[[ Material shown open ]]

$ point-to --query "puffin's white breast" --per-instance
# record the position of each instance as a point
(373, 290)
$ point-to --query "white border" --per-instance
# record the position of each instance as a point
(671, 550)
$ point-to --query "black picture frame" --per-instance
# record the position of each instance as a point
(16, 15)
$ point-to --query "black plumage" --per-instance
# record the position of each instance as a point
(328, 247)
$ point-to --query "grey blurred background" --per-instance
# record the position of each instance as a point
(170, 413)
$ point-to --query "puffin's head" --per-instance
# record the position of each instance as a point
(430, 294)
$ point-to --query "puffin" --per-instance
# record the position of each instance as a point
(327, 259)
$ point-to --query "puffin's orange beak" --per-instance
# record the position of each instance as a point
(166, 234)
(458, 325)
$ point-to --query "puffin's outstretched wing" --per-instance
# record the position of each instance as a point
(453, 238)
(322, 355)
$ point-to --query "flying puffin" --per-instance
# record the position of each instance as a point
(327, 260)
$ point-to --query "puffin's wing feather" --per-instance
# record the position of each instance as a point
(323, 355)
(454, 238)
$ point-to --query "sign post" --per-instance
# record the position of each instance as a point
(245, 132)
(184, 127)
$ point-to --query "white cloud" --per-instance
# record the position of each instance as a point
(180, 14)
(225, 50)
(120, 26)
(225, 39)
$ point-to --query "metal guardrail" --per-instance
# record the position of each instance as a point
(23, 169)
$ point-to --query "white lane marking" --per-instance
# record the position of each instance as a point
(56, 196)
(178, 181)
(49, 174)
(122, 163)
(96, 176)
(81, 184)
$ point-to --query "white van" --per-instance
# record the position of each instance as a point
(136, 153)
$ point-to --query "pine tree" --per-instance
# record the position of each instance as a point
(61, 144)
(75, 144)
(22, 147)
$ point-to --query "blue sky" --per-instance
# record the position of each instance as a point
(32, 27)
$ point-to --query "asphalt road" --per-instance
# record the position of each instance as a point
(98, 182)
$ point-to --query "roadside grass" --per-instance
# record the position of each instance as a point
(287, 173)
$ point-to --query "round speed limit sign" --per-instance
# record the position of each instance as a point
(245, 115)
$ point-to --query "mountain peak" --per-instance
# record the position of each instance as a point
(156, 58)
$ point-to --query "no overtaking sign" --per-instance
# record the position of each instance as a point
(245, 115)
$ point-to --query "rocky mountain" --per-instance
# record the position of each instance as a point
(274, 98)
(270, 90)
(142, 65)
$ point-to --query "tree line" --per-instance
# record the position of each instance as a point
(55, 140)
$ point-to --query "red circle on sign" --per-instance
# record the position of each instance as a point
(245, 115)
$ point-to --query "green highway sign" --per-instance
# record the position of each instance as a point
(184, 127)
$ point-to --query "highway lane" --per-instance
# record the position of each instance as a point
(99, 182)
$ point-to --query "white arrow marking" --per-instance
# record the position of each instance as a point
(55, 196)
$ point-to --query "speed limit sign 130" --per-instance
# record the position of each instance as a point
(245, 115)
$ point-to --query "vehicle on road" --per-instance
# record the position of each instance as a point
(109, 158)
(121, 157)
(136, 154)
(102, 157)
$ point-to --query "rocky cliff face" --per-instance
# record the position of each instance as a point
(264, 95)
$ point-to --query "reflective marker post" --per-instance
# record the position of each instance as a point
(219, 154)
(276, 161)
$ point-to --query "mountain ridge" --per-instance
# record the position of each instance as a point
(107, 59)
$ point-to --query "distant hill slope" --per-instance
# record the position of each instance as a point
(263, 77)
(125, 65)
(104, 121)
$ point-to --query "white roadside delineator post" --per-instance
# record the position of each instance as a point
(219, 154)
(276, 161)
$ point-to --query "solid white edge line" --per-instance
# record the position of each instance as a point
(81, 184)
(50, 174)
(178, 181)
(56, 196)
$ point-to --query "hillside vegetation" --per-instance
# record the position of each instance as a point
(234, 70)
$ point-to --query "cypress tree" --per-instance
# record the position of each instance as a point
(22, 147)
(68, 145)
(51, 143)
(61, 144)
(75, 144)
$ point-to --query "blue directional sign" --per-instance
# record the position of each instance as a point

[[ Material shown closed ]]

Task goal.
Line by line, check the listing above for the string "limit" and say how many lines have it, giving the number alone.

Solution to this task.
2